### GOAL:
In the text about settling in to Sitka below, rewrite the passage from "We have officially" through "for each other.", substituting "blur" for "whirlwind".

Tuesday, April 22, 2014

Settling in to Sitka

We have officially been back in Alaska for over two months now.  Our past year has been such a whirlwind that it sometimes feels like we never left.  When we were leaving Homer, headed for California, it was really difficult to go. But we also thought that maybe we were ready for a break from small-town life, isolation, and high cost of living.  Once the shiny surface wore off life in the Bay Area, one of the most congested metropolitan areas in the country, we realized once and for all that we were not meant to be city people.  We need trees, mountains, open spaces, clean air and water, and neighbors who look out for each other.

Sitka by the Sea

Moving back to Alaska has been like going home.  We may be in a different town, full of friends yet to be made and places yet to be explored, but the Alaska state of mind has become part of us.  As of last week, we have even officially changed our state of residency, after holding onto our Floridian status for so long.  Attaching Alaska license plates on our vehicles was a big cause for celebration.  After waiting at the DMV for about 3 hours to get them, champagne was definitely in order.

After moving so many times (this was number six in the past 10 years), I have learned to jump right in and get involved in things the "locals" do.  For such a small, isolated place, Sitka offers an amazing amount of opportunities.  The kids have more activities to choose from than we can reasonably fit into our schedules.  Ava is taking ballet from the Sitka Studio of Dance.  The studio is very professional, and Ava just loves it.  The instructor was even able to get her up to speed for the spring recital.  Both kids started swim lessons at the Baranof Barracuda Swim Club, and although they had to start from the beginning yet again, I am confident that this is the place they will finally learn to swim independently.  Emerson even put his head underwater for the first time today, excitedly and all on his own.  The Sitka Conservation Society runs a chapter of 4-H called "Alaska Way of Life."  It focuses on just that--living in harmony with the state's resources, and learning to take advantage of them.  We have already learned a great deal by attending their programs, about things like local birds and the herring sac roe fishery.  Ava's new favorite food is herring eggs, and both she and the dogs try to gather them off the seaweed on the beach and eat them on the spot.  Luckily, Ava (mostly) listens when I tell her that they aren't really fresh enough by the time they have washed ashore.  Emerson joined the Sitka Little League, and we will soon be knee-deep in practices and games.  We attended opening ceremonies on Saturday, and we were amazed by how many kids participate.  The high school has a beautiful turf field, with Mt. Edgecumbe as a backdrop.

Settling the adults in usually comes after the kids are situated, but this time around I feel like I have met quite a few friends already.  I signed myself up for a booth at a bazaar last weekend, and my handmde goods were a big hit.  I'm hoping to have a table at the farmers market a couple of times this summer, while the cruise ships are in town, and I'm looking into getting some of my items into a couple of local shops and galleries.  I've been taking classes at a couple of different fitness places (re:fresh and the Hames Center).  I'm volunteering in kindergarten every week, and going on lots of field trips.

### DATASET EXCERPTS:
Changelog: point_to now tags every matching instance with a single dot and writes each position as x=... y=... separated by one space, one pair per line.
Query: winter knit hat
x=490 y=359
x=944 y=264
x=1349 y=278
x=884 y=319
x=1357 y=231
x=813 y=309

### RESPONSE TO THIS EXERCISE:
We have officially been back in Alaska for over two months now.  Our past year has been such a blur that it sometimes feels like we never left.  When we were leaving Homer, headed for California, it was really difficult to go. But we also thought that maybe we were ready for a break from small-town life, isolation, and high cost of living.  Once the shiny surface wore off life in the Bay Area, one of the most congested metropolitan areas in the country, we realized once and for all that we were not meant to be city people.  We need trees, mountains, open spaces, clean air and water, and neighbors who look out for each other.